The problem >> State how many lines below hold the word "target". Give that number and no other text.

────────────────────

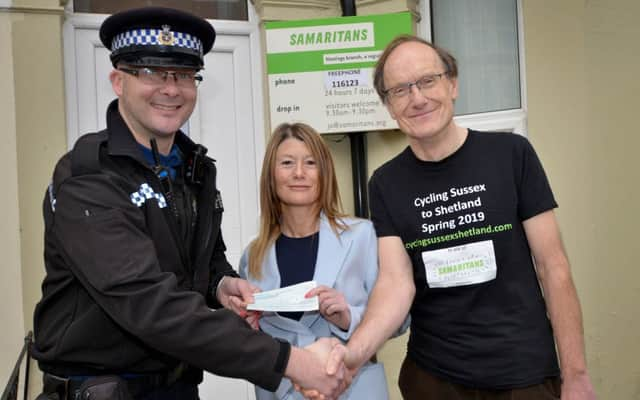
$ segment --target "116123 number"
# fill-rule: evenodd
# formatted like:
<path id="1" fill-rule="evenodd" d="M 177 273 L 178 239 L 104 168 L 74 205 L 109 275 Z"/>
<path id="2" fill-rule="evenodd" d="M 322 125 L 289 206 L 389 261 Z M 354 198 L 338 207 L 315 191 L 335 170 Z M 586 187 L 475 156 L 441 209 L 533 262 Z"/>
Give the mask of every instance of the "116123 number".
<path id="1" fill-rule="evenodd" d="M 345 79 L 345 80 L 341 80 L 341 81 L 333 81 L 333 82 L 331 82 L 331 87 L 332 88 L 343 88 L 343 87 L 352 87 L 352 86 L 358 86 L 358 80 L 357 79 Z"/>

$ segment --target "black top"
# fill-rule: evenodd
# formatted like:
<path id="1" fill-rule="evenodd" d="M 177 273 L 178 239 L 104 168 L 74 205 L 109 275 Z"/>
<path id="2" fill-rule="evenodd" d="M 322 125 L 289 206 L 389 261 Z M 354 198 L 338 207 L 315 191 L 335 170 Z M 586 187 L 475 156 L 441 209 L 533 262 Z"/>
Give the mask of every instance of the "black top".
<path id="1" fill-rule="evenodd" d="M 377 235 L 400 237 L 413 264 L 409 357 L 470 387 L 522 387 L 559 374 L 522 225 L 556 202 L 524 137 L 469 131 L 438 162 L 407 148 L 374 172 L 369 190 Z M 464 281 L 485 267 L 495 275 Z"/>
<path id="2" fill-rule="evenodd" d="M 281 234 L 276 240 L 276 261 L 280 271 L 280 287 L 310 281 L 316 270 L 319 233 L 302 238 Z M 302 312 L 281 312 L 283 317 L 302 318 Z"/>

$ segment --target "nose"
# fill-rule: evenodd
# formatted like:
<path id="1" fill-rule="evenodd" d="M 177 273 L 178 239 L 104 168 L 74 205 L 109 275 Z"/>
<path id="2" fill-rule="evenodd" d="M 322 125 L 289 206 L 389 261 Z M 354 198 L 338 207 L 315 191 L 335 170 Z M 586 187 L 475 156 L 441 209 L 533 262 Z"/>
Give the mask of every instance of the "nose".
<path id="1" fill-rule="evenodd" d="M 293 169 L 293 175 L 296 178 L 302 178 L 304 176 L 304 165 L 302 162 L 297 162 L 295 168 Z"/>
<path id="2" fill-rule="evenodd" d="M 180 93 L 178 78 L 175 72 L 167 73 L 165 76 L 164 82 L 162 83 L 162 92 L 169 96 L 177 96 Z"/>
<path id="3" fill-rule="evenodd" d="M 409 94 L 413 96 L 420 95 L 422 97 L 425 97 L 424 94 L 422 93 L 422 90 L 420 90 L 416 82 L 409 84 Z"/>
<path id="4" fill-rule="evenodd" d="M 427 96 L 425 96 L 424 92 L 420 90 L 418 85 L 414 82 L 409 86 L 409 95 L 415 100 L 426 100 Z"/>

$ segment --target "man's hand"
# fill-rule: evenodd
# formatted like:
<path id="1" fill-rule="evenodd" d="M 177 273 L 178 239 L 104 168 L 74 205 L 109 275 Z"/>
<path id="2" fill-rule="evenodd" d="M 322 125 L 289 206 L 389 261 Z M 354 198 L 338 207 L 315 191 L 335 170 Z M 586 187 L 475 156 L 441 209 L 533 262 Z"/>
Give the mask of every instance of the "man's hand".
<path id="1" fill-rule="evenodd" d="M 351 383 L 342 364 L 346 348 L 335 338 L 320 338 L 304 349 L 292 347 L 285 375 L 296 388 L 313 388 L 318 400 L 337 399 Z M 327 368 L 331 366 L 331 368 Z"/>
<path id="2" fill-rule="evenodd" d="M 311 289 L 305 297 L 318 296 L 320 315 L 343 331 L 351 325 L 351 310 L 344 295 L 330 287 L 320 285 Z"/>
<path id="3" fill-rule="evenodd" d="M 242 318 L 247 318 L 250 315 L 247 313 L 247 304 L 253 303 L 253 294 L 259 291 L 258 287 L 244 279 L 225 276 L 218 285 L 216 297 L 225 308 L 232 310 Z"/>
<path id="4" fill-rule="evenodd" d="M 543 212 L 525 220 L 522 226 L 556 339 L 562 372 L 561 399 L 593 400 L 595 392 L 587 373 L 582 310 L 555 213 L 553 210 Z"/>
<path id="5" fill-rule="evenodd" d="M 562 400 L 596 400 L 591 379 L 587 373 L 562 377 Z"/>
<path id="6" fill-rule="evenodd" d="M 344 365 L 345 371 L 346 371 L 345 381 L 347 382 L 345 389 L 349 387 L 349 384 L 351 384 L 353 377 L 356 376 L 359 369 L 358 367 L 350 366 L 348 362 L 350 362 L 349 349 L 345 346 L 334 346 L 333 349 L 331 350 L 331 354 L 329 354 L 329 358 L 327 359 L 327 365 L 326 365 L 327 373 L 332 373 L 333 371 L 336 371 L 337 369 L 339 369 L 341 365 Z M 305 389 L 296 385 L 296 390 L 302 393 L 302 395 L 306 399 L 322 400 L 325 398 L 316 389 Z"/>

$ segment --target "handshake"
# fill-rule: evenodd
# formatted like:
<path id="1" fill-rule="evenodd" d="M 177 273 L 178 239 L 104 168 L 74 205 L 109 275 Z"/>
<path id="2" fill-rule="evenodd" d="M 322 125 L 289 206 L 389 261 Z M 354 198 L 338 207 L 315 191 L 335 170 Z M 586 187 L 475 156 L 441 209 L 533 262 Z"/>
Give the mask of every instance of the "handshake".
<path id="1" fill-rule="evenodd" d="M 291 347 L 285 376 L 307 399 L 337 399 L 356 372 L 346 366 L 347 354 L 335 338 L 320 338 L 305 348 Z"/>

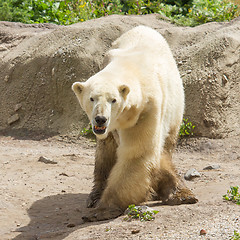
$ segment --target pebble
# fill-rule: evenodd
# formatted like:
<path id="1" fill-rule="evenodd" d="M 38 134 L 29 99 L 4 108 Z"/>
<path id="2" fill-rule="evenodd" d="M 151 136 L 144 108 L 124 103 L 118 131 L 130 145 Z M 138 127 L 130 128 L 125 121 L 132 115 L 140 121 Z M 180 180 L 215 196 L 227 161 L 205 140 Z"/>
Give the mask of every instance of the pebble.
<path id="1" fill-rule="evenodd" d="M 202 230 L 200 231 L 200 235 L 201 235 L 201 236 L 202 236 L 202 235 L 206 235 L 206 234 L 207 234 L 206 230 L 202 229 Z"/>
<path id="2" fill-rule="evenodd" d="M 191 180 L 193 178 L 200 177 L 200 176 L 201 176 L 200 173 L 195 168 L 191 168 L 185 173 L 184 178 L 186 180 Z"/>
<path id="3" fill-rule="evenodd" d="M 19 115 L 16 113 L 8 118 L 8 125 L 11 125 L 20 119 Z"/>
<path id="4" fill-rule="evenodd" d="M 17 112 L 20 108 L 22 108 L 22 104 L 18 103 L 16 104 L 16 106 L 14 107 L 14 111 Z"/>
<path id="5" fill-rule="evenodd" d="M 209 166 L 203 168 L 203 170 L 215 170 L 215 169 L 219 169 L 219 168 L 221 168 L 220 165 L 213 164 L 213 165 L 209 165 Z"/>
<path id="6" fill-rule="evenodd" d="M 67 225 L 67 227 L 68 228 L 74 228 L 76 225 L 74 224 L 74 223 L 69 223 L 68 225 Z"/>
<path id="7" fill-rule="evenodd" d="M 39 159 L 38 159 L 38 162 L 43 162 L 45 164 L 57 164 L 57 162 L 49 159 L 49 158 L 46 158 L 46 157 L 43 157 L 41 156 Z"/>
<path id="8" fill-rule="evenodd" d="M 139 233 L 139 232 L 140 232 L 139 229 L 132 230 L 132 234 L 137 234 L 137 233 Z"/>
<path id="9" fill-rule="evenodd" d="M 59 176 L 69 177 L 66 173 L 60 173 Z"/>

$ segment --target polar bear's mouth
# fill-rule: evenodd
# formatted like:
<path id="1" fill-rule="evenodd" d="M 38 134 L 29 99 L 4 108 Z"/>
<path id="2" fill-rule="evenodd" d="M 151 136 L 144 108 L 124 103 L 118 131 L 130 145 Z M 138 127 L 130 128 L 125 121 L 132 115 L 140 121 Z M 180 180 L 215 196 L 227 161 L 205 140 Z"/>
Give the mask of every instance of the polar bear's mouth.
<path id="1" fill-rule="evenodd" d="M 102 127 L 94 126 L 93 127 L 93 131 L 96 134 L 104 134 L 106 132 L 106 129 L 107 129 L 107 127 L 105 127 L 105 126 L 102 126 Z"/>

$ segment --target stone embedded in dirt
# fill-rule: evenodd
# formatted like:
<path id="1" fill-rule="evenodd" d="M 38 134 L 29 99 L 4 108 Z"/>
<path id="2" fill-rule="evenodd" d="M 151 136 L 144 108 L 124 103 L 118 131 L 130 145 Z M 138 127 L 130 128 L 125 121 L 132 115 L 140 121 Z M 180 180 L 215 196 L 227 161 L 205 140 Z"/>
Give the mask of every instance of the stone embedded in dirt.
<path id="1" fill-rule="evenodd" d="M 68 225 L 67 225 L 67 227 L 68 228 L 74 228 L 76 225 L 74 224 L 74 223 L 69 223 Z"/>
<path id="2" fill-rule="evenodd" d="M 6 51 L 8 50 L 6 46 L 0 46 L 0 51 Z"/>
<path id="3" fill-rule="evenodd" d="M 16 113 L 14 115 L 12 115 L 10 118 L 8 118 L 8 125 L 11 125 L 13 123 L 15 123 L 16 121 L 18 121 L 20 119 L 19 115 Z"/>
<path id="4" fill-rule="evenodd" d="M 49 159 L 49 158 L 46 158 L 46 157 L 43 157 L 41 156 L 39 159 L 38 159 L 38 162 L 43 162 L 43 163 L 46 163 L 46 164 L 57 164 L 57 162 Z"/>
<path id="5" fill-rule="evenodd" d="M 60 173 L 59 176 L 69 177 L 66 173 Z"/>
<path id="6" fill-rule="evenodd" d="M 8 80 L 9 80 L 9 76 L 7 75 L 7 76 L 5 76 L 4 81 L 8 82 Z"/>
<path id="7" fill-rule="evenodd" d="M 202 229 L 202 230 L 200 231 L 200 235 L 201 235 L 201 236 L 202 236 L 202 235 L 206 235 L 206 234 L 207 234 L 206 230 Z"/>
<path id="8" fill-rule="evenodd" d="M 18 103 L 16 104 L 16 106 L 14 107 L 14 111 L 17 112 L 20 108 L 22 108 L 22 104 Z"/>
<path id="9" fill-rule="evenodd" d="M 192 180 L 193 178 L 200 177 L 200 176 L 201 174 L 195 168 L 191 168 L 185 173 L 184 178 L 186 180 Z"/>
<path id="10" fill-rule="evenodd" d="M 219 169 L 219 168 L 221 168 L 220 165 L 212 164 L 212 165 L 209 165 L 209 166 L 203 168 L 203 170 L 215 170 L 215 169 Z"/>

────────────────────

Worked solution >> 8